Textauszug:
■ ■ ■ ■ ■
„Tourismus bricht um 70 Prozent ein“
Interview. Der zypriotische Staatssekretär für Tourismus, Savvas Perdios, über die kommende Sommersaison und den EU-Rettungsfonds.
Die Presse: Angenommen, ich möchte meinen Sommerurlaub dieses Jahr auf Zypern verbringen und buche noch heute. Wie sicher ist es, dass ich die Reise auch antreten kann?
Savvas Perdios: Sehr sicher. Wir sind gut auf diese Saison vorbereitet. Der Flughafen soll am 20. Juni wieder in den Normalbetrieb gehen, auch die Hotels sperren im Juni auf. Dann wird es eine mehrtägige Trainingsphase für das Personal geben, denn durch das Coronavirus gibt es einige neue Verhaltensregeln und Hygienemaßnahmen, die es zu beachten gilt.
Welche Sicherheitsmaßnahmen zur Vermeidung der Ansteckungsgefahr müssen Touristen auf Zypern beachten?
Es gibt für Touristen keine Quarantänepflicht. An allen öffentlichen Orten gilt das Gebot des Social Distancing. Wo das nicht möglich ist – etwa in einem Taxi –, haben wir eine Maskenpflicht. Grundsätzlich sollen die Menschen aber einen möglichst normalen Urlaub verbringen können. Wir werden daher bestimmt keinen Mund-Nasen-Schutz am Strand vorschreiben. In Restaurants gilt Ähnliches wie in Österreich: Stehen an der Bar ist derzeit nicht erlaubt, die Situation wird aber laufend evaluiert. In Zypern gibt es vergleichsweise wenige Covid-19-Infizierte, und wir haben eine hohe Zahl an Intensivbetten pro Einwohner, also keine Probleme im Gesundheitswesen.
Fürchten Sie nicht, dass durch den Sommertourismus die Zahlen an Infizierten ansteigen?
■ ■ ■ ■ ■
Bereitgestellte Einträge:
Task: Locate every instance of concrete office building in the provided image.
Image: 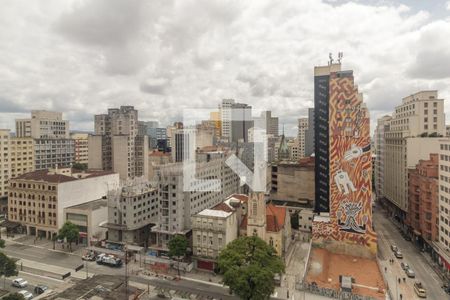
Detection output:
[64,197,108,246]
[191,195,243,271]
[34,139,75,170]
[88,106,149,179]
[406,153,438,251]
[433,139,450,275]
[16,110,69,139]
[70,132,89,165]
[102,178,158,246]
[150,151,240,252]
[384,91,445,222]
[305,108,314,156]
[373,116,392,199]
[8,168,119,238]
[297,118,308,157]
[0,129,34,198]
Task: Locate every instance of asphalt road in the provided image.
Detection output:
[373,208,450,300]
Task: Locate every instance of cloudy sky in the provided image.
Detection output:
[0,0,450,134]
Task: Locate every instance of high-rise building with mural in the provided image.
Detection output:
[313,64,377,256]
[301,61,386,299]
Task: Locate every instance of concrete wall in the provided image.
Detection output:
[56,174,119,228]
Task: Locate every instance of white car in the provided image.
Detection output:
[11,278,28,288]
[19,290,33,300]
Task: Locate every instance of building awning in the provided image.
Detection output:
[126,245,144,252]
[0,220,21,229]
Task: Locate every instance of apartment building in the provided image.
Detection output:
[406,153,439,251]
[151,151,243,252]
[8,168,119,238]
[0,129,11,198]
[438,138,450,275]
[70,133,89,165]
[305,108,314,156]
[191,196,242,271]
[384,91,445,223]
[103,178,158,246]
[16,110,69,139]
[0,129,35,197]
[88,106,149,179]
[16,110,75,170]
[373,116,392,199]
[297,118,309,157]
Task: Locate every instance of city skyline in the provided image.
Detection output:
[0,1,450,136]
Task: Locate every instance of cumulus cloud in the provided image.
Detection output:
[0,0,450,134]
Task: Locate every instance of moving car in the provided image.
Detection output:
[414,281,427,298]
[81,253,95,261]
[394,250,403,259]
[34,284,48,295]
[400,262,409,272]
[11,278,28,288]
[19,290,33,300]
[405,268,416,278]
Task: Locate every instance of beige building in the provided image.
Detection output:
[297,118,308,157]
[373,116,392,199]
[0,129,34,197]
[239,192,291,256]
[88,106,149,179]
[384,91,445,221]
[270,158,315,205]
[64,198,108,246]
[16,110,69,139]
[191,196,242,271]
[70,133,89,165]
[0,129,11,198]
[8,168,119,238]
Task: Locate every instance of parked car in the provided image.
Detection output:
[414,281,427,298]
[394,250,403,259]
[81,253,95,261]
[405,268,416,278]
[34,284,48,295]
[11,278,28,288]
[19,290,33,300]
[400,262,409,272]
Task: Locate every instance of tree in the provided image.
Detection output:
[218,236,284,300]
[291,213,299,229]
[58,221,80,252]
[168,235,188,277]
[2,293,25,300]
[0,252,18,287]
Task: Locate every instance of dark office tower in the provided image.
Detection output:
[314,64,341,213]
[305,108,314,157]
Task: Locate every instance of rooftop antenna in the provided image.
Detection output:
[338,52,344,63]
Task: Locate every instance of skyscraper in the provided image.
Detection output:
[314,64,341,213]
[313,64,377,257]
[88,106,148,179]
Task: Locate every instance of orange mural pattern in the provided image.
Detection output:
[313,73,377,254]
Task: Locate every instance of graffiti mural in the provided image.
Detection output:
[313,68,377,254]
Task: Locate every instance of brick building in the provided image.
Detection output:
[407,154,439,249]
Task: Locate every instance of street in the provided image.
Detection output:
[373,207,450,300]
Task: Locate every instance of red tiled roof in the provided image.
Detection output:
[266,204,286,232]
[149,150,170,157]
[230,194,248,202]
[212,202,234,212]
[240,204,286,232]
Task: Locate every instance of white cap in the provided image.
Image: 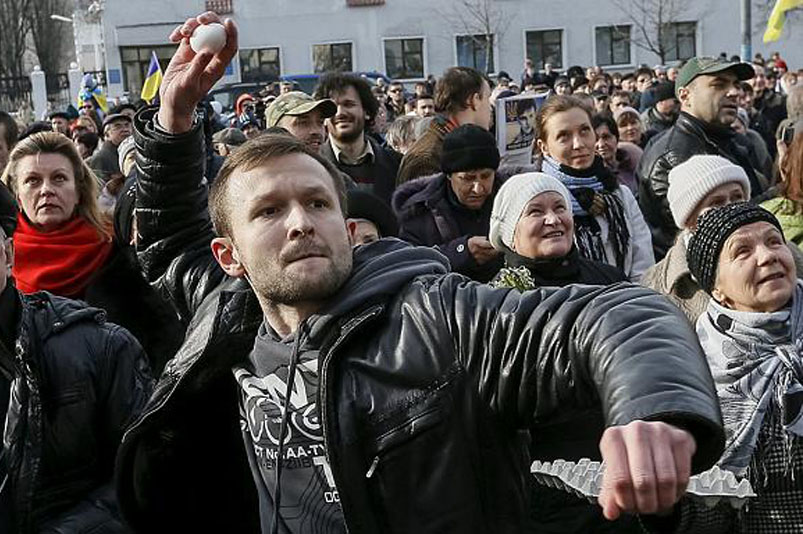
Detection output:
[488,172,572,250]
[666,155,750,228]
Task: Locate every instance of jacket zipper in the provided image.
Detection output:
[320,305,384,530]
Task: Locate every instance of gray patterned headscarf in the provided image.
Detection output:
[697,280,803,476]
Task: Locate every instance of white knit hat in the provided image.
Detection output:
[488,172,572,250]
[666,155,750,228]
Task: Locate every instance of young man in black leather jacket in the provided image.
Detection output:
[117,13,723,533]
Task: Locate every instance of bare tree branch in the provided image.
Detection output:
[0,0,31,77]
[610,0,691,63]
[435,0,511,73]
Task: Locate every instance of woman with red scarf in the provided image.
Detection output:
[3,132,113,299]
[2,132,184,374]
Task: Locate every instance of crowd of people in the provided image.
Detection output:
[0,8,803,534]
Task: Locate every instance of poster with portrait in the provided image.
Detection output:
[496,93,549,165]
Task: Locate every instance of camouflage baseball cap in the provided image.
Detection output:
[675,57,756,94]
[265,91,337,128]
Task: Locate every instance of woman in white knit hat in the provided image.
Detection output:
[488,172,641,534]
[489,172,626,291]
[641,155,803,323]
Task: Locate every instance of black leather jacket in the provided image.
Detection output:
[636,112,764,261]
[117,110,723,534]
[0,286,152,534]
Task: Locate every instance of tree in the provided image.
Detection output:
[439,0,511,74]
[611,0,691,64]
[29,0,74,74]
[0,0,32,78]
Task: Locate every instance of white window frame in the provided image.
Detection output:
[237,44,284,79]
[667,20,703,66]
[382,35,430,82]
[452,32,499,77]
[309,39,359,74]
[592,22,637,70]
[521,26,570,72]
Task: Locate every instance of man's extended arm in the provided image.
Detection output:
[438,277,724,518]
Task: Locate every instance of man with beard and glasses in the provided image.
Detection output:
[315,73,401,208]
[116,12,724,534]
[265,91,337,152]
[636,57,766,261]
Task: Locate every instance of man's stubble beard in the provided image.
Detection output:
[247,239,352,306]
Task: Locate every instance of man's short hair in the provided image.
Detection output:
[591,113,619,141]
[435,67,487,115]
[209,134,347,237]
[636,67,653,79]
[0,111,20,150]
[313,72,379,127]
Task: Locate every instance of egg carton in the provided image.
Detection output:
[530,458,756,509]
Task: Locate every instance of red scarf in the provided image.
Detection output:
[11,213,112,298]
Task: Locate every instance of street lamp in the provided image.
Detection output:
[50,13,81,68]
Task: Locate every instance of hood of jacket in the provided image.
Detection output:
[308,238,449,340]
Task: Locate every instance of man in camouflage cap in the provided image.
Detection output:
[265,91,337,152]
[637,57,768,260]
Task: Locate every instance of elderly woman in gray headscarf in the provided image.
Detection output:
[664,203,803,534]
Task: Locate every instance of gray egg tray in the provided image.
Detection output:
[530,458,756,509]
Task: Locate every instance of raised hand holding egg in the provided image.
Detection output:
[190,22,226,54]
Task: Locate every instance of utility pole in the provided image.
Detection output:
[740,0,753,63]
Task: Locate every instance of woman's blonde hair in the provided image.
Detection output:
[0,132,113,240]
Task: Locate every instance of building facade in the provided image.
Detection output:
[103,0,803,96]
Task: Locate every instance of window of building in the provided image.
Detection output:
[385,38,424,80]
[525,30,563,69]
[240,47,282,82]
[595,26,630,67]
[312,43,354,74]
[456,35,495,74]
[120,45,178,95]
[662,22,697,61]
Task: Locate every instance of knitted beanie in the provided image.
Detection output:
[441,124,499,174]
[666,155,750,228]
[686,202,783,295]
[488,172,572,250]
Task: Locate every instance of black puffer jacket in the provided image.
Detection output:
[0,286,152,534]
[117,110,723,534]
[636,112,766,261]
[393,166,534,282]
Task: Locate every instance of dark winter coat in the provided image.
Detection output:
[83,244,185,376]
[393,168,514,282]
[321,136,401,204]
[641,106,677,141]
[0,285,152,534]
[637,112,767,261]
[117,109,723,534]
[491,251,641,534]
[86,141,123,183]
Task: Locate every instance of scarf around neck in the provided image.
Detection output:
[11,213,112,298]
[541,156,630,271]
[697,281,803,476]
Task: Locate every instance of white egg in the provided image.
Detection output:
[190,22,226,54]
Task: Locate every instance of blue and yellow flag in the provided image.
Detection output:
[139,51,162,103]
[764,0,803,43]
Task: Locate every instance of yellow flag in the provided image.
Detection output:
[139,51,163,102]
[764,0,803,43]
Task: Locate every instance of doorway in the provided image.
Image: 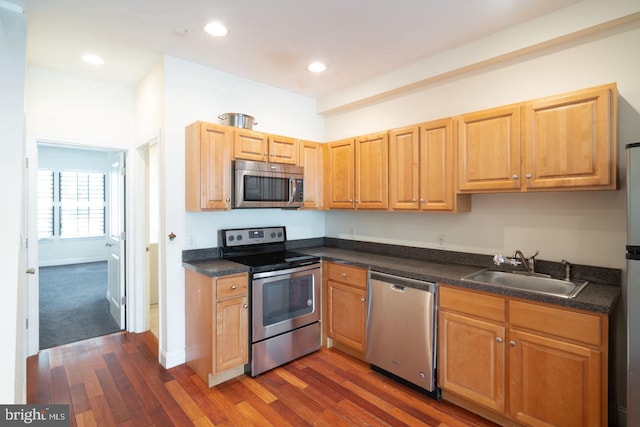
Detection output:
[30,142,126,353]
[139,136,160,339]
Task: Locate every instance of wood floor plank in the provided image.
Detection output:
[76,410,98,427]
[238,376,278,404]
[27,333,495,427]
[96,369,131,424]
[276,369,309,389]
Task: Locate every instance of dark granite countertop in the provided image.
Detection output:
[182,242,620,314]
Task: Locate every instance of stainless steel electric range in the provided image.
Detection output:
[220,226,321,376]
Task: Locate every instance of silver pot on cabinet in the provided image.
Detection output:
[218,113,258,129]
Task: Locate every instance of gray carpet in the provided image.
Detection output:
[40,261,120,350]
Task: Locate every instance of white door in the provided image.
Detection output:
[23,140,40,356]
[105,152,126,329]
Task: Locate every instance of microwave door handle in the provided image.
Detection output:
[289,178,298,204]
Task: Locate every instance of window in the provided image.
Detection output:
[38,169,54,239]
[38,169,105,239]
■ ■ ■ ■ ■
Hinweise zur Bearbeitung: Entnehmen Sie dem Interview zum Tourismus auf Zypern wörtlich den Abschnitt zwischen „Die Presse: Angenommen, ich“ und „auf Zypern beachten?“, beide Stellen eingeschlossen.

Ergebnis der Aufgabe:
Die Presse: Angenommen, ich möchte meinen Sommerurlaub dieses Jahr auf Zypern verbringen und buche noch heute. Wie sicher ist es, dass ich die Reise auch antreten kann?
Savvas Perdios: Sehr sicher. Wir sind gut auf diese Saison vorbereitet. Der Flughafen soll am 20. Juni wieder in den Normalbetrieb gehen, auch die Hotels sperren im Juni auf. Dann wird es eine mehrtägige Trainingsphase für das Personal geben, denn durch das Coronavirus gibt es einige neue Verhaltensregeln und Hygienemaßnahmen, die es zu beachten gilt.
Welche Sicherheitsmaßnahmen zur Vermeidung der Ansteckungsgefahr müssen Touristen auf Zypern beachten?